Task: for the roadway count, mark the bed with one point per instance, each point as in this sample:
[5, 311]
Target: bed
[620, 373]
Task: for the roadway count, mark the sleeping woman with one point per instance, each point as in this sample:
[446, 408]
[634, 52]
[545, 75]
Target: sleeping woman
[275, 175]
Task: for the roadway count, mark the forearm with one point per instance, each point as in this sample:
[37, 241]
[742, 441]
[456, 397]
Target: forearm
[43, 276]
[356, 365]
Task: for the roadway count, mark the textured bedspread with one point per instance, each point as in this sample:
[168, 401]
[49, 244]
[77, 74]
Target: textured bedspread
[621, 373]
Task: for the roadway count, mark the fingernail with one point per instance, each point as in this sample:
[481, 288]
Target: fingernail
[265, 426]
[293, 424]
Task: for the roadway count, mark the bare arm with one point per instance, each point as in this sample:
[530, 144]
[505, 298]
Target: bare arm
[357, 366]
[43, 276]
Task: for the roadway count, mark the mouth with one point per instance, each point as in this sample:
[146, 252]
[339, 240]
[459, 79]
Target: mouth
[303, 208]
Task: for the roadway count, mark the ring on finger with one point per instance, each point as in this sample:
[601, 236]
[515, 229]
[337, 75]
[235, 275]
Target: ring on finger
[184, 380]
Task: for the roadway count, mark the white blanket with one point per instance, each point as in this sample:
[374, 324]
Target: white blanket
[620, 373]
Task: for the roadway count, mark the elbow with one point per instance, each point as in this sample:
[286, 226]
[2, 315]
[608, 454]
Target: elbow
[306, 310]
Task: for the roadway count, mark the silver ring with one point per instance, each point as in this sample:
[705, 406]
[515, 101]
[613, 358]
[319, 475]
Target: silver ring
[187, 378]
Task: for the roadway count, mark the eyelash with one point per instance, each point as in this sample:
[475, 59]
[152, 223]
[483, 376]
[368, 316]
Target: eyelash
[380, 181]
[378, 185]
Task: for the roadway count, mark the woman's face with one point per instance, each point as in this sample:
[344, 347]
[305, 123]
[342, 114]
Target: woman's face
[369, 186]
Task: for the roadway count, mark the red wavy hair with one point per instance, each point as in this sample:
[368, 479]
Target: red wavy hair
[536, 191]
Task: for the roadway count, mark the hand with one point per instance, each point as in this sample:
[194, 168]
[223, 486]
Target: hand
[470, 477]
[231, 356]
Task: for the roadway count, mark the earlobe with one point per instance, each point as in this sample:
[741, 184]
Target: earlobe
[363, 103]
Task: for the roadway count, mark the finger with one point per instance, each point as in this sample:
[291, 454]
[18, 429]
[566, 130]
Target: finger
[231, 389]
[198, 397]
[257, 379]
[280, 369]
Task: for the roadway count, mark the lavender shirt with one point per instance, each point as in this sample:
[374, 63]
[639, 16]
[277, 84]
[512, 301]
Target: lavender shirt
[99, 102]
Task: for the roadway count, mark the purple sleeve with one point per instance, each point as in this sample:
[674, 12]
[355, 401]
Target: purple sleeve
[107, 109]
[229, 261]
━━━
_The problem_: Render every line of the data above as a Markdown table with two columns, No. and Line. Give each nonblank line its own row, numbered in order.

_Solution to this exercise_:
| No. | Line |
|---|---|
| 1 | Task: for the roadway count, mark the bed with one point per instance, each point as in this sample: |
| 2 | [5, 311] |
| 3 | Target: bed |
| 4 | [620, 373] |
| 5 | Task: for the roadway count, mark the sleeping woman with one point per instance, each point as in this sample: |
| 6 | [446, 408] |
| 7 | [634, 52] |
| 8 | [545, 75] |
| 9 | Target: sleeping woman |
| 10 | [275, 175] |
| 11 | Task: for the roadway count, mark the forearm with one point per instance, each point as in this sample: |
| 12 | [37, 241] |
| 13 | [742, 441] |
| 14 | [456, 397] |
| 15 | Target: forearm |
| 16 | [43, 276] |
| 17 | [356, 365] |
| 18 | Task: for the roadway count, mark the textured bedspread with one point per instance, each point as in this sample: |
| 19 | [168, 401] |
| 20 | [49, 244] |
| 21 | [77, 74] |
| 22 | Target: textured bedspread |
| 23 | [621, 373] |
| 24 | Task: for the roadway count, mark the fingernail with one point per instance, each point as in this sample: |
| 25 | [481, 288] |
| 26 | Target: fingernail |
| 27 | [265, 426] |
| 28 | [293, 424] |
| 29 | Task: for the roadway count, mark the bare arm with one point per instance, each point as in this sample: |
| 30 | [530, 144] |
| 31 | [505, 298] |
| 32 | Target: bare arm |
| 33 | [357, 366] |
| 34 | [43, 276] |
| 35 | Task: for the roadway count, mark the mouth with one point per instance, each point as in this sample: |
| 36 | [146, 252] |
| 37 | [339, 240] |
| 38 | [459, 79] |
| 39 | Target: mouth |
| 40 | [303, 208] |
| 41 | Task: for the roadway count, mark the ring on finger with one point per instance, each point as in this sample: |
| 42 | [601, 236] |
| 43 | [515, 229] |
| 44 | [337, 75] |
| 45 | [235, 275] |
| 46 | Target: ring on finger |
| 47 | [184, 380] |
| 48 | Task: for the roadway count, mark the white blanket with one point per instance, each point as in this sample: |
| 49 | [374, 324] |
| 50 | Target: white blanket |
| 51 | [620, 373] |
| 52 | Task: for the roadway count, mark the elbow with one point per instance, each point as in this sample: |
| 53 | [286, 226] |
| 54 | [2, 315] |
| 55 | [608, 454] |
| 56 | Target: elbow |
| 57 | [306, 310] |
| 58 | Task: for the roadway count, mark the silver ring with one point per instance, each point as in this sample: |
| 59 | [705, 406] |
| 60 | [515, 101] |
| 61 | [613, 358] |
| 62 | [319, 475] |
| 63 | Target: silver ring |
| 64 | [187, 378] |
| 65 | Task: for the roadway count, mark the eyelash with one point per instance, each point as in this sample: |
| 66 | [475, 59] |
| 67 | [152, 223] |
| 68 | [483, 376] |
| 69 | [368, 316] |
| 70 | Target: eyelash |
| 71 | [380, 181] |
| 72 | [378, 185] |
| 73 | Task: for the roadway count, mark the woman's face with one point per instance, each point as in this sample: |
| 74 | [344, 347] |
| 75 | [305, 123] |
| 76 | [342, 114] |
| 77 | Target: woman's face |
| 78 | [369, 186] |
| 79 | Task: for the roadway count, mark the red wavy hair with one point per instance, each point as in this sample: |
| 80 | [368, 479] |
| 81 | Target: red wavy hair |
| 82 | [536, 191] |
| 83 | Task: for the roadway count, mark the hand with one point per instance, each point as in this sample: |
| 84 | [194, 168] |
| 85 | [223, 486] |
| 86 | Target: hand |
| 87 | [470, 477] |
| 88 | [231, 356] |
| 89 | Task: for the roadway count, mark the earlobe with one point per instance, each point as in this sample: |
| 90 | [741, 184] |
| 91 | Target: earlobe |
| 92 | [363, 103] |
| 93 | Task: for the roadway count, mark the finger with one point per instance, each point as in this sample: |
| 94 | [291, 454] |
| 95 | [18, 429] |
| 96 | [566, 130] |
| 97 | Target: finger |
| 98 | [231, 389] |
| 99 | [198, 397] |
| 100 | [257, 379] |
| 101 | [280, 369] |
| 102 | Task: for the roadway count, mark the lavender shirt with one point per instance, each point as in this sample: |
| 103 | [374, 63] |
| 104 | [639, 16] |
| 105 | [277, 84] |
| 106 | [512, 301] |
| 107 | Target: lavender shirt |
| 108 | [99, 102] |
| 109 | Task: for the roadway count, mark the purple sleeve with one point per instance, each point as in this sample: |
| 110 | [674, 12] |
| 111 | [355, 401] |
| 112 | Target: purple sleeve |
| 113 | [107, 109] |
| 114 | [229, 261] |